### Trecho para ler

# # # # #

Kabral se formou ator pela Casa das Artes de Laranjeiras (CAL) no Rio de Janeiro no início dos anos 2000. Trabalhou como ator em peças de teatro e fez pontas em novelas e programas televisivos entre 2000 e 2007, quando também atuou como dublador. Em 2008, ingressou no curso de letras da Universidade Federal do Rio de Janeiro (UFRJ) e em 2011, ingressou no curso de letras da Universidade de São Paulo (USP). Embora os dois cursos tenham sido interrompidos, seu desejo por tornar-se escritor continuou. Após escrever muitas histórias ao longo dos anos, em 2014, finalmente realizou seu sonho de publicar um livro: Ritos de passagem, pela editora Giostri.

# # # # #

### Tarefa 1
Copie de novo a parte do trecho sobre Kabral que vai de "Kabral se formou" até "pela editora Giostri.", colocando "curso de literatura" no lugar de "curso de letras".
### Tarefa 2
Quais instituições de ensino aparecem no trecho sobre Kabral?

# # # # #

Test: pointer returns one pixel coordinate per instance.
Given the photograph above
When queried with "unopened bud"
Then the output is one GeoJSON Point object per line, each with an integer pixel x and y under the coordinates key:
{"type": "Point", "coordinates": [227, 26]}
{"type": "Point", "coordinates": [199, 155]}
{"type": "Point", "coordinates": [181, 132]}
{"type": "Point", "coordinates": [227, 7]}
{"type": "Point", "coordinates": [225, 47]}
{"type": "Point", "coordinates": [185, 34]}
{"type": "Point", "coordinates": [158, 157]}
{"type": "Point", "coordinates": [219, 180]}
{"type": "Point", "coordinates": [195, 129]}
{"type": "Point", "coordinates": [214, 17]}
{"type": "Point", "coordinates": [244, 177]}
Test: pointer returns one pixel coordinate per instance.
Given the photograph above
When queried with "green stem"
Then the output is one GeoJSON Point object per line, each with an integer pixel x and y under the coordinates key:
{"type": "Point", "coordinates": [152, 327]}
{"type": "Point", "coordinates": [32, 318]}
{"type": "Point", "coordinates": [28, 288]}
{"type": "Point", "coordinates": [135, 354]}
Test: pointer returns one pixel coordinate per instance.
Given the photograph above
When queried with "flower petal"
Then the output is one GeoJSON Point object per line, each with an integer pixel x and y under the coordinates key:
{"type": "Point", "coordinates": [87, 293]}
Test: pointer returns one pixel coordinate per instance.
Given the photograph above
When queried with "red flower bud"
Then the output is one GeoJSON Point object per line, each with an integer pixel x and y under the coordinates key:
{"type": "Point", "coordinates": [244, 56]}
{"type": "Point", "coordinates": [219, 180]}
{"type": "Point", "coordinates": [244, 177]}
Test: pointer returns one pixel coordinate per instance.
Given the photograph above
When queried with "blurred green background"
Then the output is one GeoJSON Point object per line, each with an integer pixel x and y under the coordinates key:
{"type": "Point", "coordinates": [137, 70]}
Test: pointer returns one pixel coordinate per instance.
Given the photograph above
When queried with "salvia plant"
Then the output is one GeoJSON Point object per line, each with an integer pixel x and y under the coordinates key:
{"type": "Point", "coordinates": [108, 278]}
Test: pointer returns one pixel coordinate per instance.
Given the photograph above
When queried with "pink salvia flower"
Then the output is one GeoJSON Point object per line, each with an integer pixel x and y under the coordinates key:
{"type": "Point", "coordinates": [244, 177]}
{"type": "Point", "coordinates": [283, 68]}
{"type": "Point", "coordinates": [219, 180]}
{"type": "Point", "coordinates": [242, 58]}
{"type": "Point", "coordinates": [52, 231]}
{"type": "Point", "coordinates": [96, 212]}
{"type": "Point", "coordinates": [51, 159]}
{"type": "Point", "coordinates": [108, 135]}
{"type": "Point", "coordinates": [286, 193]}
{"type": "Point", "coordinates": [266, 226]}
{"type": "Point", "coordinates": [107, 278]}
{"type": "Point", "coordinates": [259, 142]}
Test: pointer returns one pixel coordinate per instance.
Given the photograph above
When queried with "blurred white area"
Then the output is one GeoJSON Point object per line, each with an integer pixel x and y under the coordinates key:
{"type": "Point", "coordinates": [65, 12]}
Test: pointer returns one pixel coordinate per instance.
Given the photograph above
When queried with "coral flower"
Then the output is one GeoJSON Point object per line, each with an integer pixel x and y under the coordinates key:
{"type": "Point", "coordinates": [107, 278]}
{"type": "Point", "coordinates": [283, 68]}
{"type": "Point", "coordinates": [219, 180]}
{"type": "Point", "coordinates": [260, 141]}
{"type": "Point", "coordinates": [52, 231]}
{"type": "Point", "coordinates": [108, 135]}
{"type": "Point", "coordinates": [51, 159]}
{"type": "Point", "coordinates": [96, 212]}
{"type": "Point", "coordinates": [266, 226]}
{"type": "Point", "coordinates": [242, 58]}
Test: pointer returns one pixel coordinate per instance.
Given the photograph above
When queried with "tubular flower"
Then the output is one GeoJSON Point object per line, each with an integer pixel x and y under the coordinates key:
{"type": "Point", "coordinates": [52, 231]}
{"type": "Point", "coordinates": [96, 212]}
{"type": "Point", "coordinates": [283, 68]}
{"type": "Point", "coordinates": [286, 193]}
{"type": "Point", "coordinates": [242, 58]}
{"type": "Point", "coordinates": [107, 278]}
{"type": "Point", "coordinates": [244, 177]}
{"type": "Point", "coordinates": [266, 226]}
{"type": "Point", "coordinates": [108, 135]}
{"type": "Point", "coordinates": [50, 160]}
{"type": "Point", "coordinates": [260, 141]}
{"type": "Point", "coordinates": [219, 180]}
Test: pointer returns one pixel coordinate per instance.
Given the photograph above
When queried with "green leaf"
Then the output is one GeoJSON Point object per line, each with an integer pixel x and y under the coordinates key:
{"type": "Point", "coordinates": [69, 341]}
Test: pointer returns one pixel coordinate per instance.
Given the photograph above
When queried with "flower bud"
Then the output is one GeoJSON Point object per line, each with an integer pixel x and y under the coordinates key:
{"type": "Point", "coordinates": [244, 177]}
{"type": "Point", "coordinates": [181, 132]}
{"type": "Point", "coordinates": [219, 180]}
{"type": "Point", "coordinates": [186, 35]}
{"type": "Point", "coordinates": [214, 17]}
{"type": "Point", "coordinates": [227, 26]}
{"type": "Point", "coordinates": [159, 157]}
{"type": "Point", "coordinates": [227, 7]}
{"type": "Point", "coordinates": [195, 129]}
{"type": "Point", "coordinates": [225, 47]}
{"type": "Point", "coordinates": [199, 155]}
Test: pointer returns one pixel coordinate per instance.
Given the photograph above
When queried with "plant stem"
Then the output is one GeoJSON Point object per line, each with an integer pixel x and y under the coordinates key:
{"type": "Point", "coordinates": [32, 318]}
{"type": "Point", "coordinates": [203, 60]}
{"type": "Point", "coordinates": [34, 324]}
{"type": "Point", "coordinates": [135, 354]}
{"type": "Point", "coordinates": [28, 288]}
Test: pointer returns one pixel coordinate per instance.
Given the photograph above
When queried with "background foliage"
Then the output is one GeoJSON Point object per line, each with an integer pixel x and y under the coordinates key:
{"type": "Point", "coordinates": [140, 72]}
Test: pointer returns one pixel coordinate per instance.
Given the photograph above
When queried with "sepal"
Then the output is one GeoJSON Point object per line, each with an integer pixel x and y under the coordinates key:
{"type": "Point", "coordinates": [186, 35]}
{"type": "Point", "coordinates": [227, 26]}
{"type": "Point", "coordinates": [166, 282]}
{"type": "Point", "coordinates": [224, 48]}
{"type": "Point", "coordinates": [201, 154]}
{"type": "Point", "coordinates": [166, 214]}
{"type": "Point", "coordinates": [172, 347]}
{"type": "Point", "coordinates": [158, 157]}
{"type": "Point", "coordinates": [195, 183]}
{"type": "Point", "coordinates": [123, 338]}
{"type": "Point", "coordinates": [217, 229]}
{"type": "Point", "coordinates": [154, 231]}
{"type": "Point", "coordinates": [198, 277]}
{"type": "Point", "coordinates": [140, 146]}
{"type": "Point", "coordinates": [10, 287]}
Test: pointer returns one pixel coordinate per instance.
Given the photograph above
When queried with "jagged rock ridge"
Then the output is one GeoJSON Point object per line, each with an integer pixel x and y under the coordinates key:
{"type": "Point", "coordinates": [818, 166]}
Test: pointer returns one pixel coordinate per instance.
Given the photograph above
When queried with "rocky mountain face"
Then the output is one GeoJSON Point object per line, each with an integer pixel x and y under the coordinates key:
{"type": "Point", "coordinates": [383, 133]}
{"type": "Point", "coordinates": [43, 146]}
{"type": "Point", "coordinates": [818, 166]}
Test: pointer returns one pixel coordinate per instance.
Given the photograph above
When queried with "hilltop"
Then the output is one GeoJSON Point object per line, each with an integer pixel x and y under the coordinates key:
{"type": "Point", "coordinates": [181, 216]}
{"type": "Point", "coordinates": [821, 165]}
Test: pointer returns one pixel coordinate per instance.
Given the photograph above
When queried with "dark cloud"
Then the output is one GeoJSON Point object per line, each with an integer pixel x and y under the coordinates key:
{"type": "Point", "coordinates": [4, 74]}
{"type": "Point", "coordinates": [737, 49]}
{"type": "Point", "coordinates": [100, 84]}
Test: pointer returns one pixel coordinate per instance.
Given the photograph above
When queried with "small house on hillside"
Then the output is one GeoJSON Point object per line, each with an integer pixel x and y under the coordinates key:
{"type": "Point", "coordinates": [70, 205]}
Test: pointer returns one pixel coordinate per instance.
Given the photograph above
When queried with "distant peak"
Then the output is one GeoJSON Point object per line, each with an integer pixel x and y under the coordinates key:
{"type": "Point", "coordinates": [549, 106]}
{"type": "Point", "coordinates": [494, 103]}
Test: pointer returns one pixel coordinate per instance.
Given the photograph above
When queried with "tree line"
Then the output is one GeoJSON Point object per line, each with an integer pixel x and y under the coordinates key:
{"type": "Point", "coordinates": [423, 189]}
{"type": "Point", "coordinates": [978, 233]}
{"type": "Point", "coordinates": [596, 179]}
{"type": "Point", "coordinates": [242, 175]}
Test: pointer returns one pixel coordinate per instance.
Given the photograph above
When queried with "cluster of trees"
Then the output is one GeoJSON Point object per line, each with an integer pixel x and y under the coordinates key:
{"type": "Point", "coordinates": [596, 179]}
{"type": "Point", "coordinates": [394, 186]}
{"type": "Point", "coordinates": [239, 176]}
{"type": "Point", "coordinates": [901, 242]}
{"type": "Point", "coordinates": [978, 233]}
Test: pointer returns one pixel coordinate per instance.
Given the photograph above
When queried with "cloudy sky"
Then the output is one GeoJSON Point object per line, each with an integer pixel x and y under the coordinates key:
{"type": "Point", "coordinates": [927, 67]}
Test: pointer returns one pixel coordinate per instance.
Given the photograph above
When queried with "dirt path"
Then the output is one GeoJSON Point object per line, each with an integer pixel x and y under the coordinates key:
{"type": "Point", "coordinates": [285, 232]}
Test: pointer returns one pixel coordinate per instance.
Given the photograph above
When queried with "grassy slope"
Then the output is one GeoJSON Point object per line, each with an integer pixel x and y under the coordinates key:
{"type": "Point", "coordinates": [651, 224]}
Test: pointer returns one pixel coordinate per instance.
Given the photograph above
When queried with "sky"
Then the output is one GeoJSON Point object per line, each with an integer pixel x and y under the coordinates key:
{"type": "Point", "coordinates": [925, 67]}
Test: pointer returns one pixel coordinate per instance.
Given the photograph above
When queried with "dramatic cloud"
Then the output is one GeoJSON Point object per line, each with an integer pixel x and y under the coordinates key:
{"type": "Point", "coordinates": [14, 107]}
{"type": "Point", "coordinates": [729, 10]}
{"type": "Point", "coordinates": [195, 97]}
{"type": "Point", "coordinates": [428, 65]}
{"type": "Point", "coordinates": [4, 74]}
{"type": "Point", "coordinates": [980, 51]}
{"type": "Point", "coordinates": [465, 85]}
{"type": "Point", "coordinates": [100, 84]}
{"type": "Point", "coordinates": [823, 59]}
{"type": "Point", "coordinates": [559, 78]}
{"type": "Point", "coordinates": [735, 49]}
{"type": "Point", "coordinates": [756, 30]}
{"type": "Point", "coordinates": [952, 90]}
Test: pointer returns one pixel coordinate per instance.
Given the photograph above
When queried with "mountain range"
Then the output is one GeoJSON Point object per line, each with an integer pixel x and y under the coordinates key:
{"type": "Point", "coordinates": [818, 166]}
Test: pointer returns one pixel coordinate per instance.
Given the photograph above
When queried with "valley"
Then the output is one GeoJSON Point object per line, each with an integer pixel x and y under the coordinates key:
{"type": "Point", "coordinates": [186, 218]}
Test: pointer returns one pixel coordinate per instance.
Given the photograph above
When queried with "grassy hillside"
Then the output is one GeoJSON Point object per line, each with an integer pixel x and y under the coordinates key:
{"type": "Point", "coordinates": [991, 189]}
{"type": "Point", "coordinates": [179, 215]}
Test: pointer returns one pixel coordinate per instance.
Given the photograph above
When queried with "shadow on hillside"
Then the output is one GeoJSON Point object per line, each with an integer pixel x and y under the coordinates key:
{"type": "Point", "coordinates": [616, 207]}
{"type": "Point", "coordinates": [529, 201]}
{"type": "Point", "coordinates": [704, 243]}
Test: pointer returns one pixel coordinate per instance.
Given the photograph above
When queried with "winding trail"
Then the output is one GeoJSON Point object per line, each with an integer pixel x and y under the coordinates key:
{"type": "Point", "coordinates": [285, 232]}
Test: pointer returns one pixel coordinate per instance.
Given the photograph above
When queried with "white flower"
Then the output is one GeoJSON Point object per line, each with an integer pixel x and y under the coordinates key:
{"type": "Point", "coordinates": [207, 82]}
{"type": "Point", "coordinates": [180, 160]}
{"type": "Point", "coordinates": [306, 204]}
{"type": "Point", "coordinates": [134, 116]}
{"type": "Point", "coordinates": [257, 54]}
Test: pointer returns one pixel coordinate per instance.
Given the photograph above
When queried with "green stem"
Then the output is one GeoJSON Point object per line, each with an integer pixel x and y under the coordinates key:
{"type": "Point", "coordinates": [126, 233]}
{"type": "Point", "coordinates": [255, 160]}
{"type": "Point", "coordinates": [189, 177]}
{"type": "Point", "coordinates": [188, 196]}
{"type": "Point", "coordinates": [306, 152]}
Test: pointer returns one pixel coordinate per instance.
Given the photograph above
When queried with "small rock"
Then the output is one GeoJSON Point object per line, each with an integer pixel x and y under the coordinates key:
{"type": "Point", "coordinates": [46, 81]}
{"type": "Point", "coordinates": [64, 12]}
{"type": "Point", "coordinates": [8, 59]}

# # # # #

### Resposta completa 1
Kabral se formou ator pela Casa das Artes de Laranjeiras (CAL) no Rio de Janeiro no início dos anos 2000. Trabalhou como ator em peças de teatro e fez pontas em novelas e programas televisivos entre 2000 e 2007, quando também atuou como dublador. Em 2008, ingressou no curso de literatura da Universidade Federal do Rio de Janeiro (UFRJ) e em 2011, ingressou no curso de literatura da Universidade de São Paulo (USP). Embora os dois cursos tenham sido interrompidos, seu desejo por tornar-se escritor continuou. Após escrever muitas histórias ao longo dos anos, em 2014, finalmente realizou seu sonho de publicar um livro: Ritos de passagem, pela editora Giostri.

### Resposta completa 2
- Casa das Artes de Laranjeiras (CAL)
- Universidade Federal do Rio de Janeiro (UFRJ)
- Universidade de São Paulo (USP)